(Page text):
In the leagues of unfairly overlooked bands, Oceansize must surely rank near the top. Perhaps amongst the world’s best live outfits, and certainly amongst its most innovative guitar bands, the Manchester quintet spent almost a decade and a half wrenching apart people’s conceptions of rock music.
I remember seeing the video for ‘Catalyst’ for the first time, as an impressionable 15 year old trying to find some guitar music that consisted of more than three chords and one time signature. It felt like telepathy; like a band had reached inside my head, worked out exactly what I wanted from music, and arranged those thoughts into something that people would lose their shit to in small venues with big PAs. It was just so satisfying; intelligent, yes, but teeming with melodies that I still find myself humming almost ten years later.
But it wasn’t until 2007 that the band produced their masterpiece. Frames is as good as almost anything released in the last decade. It’s the distillation of everything to which guitar music should aspire; inventive but entertaining, it demonstrates that their can be an avant-garde of a genre habitually stymied by inertia.
In February 2011, though, with a curt announcement that screamed of some acute interpersonal unpleasantness, The ‘Size split. Several of the members already had other projects; Mark Heron and Steve Hodson were in Kong, while Richard Ingram had been releasing very beautiful abstract pieces under his own name. There was vague talk of something called British Theatre, a new project involving Ingram and vocalist Mike Vennart, but then everything went quiet – until last month.

(Problem requirements):
Pick up the article about Oceansize after its last sentence and carry it forward.

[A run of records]
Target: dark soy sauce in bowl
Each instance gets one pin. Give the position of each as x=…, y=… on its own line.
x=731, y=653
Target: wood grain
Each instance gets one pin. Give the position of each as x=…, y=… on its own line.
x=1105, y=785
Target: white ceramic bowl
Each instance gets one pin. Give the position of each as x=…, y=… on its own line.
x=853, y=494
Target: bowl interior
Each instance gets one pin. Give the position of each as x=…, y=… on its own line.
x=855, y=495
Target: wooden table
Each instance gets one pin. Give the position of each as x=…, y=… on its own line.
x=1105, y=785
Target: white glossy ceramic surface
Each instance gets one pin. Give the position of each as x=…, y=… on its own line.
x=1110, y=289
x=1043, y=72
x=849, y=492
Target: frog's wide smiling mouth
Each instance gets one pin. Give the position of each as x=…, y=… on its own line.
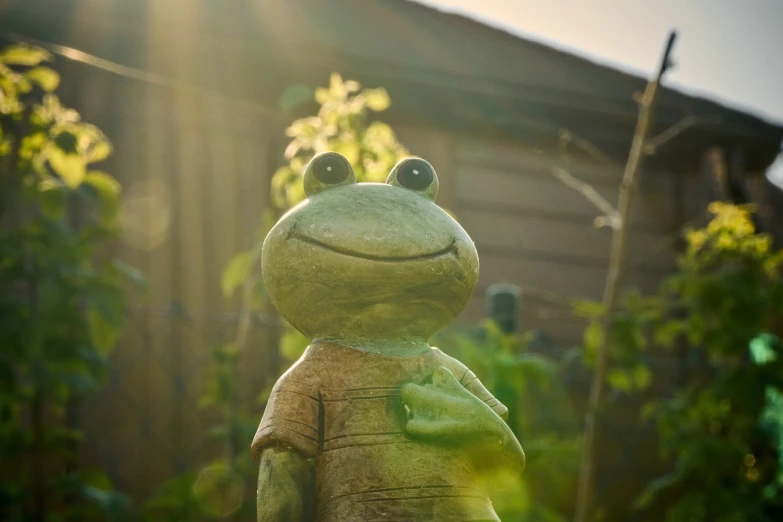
x=451, y=249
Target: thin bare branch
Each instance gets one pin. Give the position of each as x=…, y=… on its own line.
x=611, y=217
x=617, y=262
x=656, y=142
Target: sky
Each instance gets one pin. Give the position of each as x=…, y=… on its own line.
x=730, y=51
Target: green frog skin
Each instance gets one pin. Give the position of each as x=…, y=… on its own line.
x=370, y=272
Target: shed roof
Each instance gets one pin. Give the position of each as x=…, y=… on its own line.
x=442, y=70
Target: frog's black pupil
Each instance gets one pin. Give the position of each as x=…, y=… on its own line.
x=415, y=175
x=330, y=170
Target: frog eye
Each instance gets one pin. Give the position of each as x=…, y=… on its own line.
x=415, y=174
x=327, y=170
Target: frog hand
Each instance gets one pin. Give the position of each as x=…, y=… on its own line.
x=445, y=412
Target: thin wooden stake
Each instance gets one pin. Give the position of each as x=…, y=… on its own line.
x=613, y=281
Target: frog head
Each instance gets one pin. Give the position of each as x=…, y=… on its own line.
x=369, y=262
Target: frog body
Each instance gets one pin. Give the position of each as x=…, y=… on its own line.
x=373, y=423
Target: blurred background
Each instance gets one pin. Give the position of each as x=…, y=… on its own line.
x=527, y=111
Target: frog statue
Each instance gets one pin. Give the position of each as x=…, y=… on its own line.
x=372, y=423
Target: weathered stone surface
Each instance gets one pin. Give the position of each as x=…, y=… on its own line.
x=372, y=423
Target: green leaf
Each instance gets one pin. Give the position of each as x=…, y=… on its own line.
x=132, y=274
x=588, y=309
x=377, y=99
x=70, y=167
x=593, y=339
x=24, y=55
x=667, y=333
x=52, y=199
x=762, y=348
x=236, y=273
x=620, y=380
x=44, y=77
x=642, y=376
x=102, y=332
x=99, y=150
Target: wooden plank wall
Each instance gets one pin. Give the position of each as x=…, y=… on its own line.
x=533, y=231
x=195, y=172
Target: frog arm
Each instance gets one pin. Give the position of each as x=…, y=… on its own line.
x=445, y=412
x=286, y=486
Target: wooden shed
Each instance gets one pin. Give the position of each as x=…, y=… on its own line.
x=195, y=95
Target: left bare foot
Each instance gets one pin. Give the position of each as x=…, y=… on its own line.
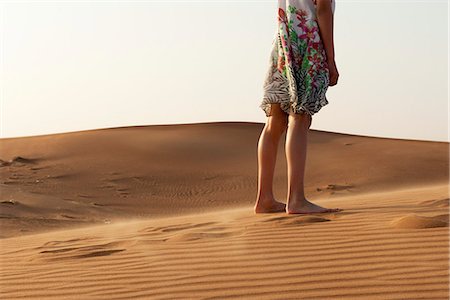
x=269, y=207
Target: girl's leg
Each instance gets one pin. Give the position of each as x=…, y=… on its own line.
x=267, y=155
x=296, y=142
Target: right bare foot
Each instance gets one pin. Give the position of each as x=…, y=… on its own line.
x=306, y=207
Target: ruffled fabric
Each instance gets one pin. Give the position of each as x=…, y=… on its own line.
x=298, y=75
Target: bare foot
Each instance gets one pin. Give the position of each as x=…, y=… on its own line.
x=272, y=206
x=306, y=207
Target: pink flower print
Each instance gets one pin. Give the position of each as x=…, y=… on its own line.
x=282, y=16
x=301, y=16
x=280, y=63
x=315, y=59
x=309, y=33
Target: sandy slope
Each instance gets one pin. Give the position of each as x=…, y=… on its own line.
x=368, y=252
x=175, y=208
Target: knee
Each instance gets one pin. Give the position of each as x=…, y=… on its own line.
x=277, y=124
x=300, y=119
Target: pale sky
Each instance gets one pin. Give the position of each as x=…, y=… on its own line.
x=78, y=65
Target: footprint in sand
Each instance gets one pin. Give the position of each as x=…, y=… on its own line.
x=175, y=227
x=413, y=221
x=67, y=250
x=191, y=232
x=437, y=202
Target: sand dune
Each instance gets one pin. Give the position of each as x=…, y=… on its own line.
x=165, y=212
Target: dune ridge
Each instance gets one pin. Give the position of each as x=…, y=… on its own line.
x=166, y=212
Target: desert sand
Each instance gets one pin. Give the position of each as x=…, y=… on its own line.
x=166, y=212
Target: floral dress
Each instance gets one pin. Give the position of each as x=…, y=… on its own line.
x=298, y=75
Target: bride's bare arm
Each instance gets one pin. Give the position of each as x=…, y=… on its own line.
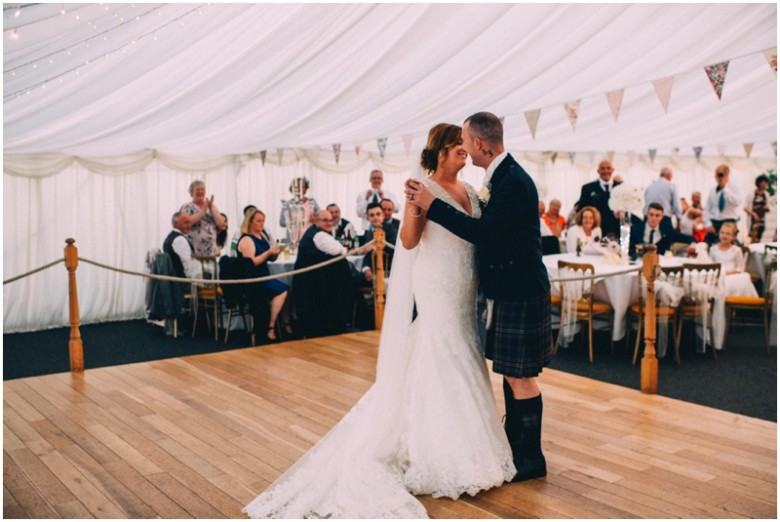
x=413, y=223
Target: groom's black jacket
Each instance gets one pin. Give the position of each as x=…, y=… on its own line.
x=509, y=246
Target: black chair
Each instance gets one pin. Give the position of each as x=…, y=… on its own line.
x=550, y=245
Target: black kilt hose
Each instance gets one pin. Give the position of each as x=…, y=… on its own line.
x=520, y=340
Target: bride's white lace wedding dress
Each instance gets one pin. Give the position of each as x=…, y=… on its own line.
x=429, y=424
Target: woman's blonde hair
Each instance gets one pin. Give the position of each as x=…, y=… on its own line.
x=596, y=216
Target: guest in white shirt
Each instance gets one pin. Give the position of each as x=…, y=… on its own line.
x=724, y=204
x=732, y=263
x=374, y=195
x=663, y=191
x=586, y=231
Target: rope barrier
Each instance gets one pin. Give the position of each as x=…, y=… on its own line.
x=227, y=281
x=35, y=271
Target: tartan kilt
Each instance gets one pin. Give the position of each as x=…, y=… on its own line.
x=520, y=341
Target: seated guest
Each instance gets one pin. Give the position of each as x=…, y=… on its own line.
x=323, y=296
x=586, y=232
x=552, y=218
x=298, y=188
x=376, y=220
x=204, y=219
x=180, y=250
x=390, y=224
x=732, y=262
x=657, y=232
x=343, y=230
x=254, y=245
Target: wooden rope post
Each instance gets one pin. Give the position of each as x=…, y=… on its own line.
x=75, y=346
x=379, y=278
x=649, y=382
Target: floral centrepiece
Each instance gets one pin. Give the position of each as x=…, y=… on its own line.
x=627, y=198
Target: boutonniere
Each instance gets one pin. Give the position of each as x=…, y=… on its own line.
x=484, y=195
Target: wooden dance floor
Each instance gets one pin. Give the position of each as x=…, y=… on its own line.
x=200, y=436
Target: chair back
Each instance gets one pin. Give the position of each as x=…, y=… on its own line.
x=701, y=281
x=576, y=290
x=550, y=245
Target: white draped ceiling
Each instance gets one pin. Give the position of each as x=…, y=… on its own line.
x=110, y=110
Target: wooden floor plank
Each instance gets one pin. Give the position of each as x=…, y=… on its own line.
x=200, y=436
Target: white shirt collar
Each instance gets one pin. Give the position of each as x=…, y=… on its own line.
x=493, y=166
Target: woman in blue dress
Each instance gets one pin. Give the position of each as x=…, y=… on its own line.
x=254, y=245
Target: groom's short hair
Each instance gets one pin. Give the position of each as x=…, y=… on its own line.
x=486, y=126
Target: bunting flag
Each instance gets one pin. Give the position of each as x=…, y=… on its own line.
x=771, y=57
x=337, y=152
x=615, y=100
x=717, y=75
x=572, y=109
x=532, y=117
x=663, y=89
x=407, y=139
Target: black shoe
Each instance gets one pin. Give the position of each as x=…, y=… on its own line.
x=529, y=469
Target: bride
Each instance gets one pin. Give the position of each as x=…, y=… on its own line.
x=429, y=424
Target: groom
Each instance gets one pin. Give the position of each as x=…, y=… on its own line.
x=513, y=277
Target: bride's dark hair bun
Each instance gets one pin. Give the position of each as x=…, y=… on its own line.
x=429, y=160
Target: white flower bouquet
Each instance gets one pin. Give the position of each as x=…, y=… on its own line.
x=627, y=198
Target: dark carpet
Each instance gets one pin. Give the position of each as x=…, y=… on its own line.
x=743, y=379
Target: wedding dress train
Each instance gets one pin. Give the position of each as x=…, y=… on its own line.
x=429, y=424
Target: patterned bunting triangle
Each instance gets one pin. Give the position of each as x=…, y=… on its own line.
x=663, y=89
x=572, y=109
x=532, y=117
x=336, y=152
x=407, y=139
x=771, y=57
x=615, y=100
x=717, y=75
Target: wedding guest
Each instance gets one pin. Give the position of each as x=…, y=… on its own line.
x=663, y=191
x=732, y=263
x=343, y=230
x=656, y=231
x=596, y=194
x=204, y=219
x=373, y=195
x=298, y=188
x=586, y=232
x=552, y=218
x=756, y=206
x=724, y=204
x=254, y=245
x=323, y=297
x=390, y=224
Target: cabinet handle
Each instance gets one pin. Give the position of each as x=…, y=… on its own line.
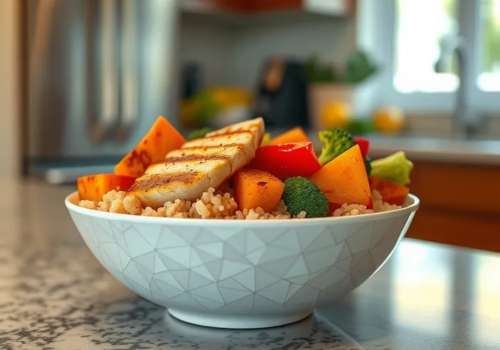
x=129, y=51
x=103, y=94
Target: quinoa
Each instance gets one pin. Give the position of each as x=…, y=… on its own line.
x=216, y=205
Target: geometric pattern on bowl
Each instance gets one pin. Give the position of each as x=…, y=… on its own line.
x=234, y=274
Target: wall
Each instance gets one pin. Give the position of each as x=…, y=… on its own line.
x=9, y=86
x=232, y=50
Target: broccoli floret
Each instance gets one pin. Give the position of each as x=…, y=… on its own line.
x=197, y=134
x=396, y=168
x=335, y=142
x=300, y=194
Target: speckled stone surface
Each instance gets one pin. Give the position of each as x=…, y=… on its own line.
x=55, y=295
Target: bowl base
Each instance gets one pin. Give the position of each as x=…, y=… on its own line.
x=236, y=321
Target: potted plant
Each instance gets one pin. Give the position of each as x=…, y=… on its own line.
x=336, y=93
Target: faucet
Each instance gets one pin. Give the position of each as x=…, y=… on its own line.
x=465, y=124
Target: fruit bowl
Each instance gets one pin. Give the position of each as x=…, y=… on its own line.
x=241, y=274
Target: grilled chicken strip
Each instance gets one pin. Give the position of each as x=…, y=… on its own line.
x=200, y=164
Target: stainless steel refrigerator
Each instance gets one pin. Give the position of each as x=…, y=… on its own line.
x=98, y=72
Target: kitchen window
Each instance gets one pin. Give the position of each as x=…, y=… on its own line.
x=417, y=42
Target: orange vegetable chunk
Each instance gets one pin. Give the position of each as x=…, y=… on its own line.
x=344, y=179
x=160, y=139
x=256, y=188
x=290, y=136
x=93, y=187
x=390, y=191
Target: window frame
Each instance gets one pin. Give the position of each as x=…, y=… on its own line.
x=378, y=35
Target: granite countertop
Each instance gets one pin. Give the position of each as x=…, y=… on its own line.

(Exercise output):
At the end of February, British Theatre released their debut EP. The three-song collection has all of the hallmarks that the select few had always loved about Oceansize: effortless, instantly familiar melodicism; melancholy offset by riffs; and Vennart’s unique voice, sometimes pushed to the point of breaking.
And yet British Theatre isn’t Oceansize Mark II. The tracks here are beautiful and assured, but there is no bombast; instead, there is fragility. The EP is uniquely claustrophobic, as if Vennart and Ingram have ensconced themselves in a windowless room for a long, blurred night of the soul, and just hit record.
Today the duo are working on their debut full-length, and piecing together plans for a live show. We spoke to Vennart about the end of Oceansize, and the beginning of British Theatre.
Hi Mike. What are you up to right now?
Chilling out, plotting our next move. The first EP ‘dropped’ (ewww) three days ago and was surprisingly well received. In all honesty, some of this stuff has been ready a while but I was maybe getting a bit too precious about it, holding it back. I mean, I’m not famous by any stretch of the imagination, but I didn’t wanna bung out any old shit and then regret it ten minutes later. Anyway, Iwas itching to get something out and so we….. bunged out some old shit and it went great, thankfully!
First of all (and I’m sorry to ask), the question on everyone’s lips: what happened to Oceansize?
It’s tricky. I’d kind of like to tell the story but it’s pretty dramatic. It would alter the sound of the records that we spent ages dreaming up, and to some people it might sound all a little petty. But it was so fucking ugly. Suffice to say it was a recurring problem that grew and grew and it couldn’t be ignored or tolerated anymore. One story I would like to refute is that I left Oceansize to join Biffy Clyro. Put simply, and entirely factually, I didn’t leave Oceansize and I didn’t join Biffy Clyro.
Has all of British Theatre’s material been written since the end of Oceansize?
Yeah, all except for one tiny keyboard riff I tried to crowbar into the last Oceansize record. Gambler finally found a home for it. No-one else in Oceansize really dug it. ‘Keyboard riff’. Sounds like a bit of an oxymoron doesn’t it?
Do you have a conscious set of reference points for this project, or an idea of what British Theatre should sound like?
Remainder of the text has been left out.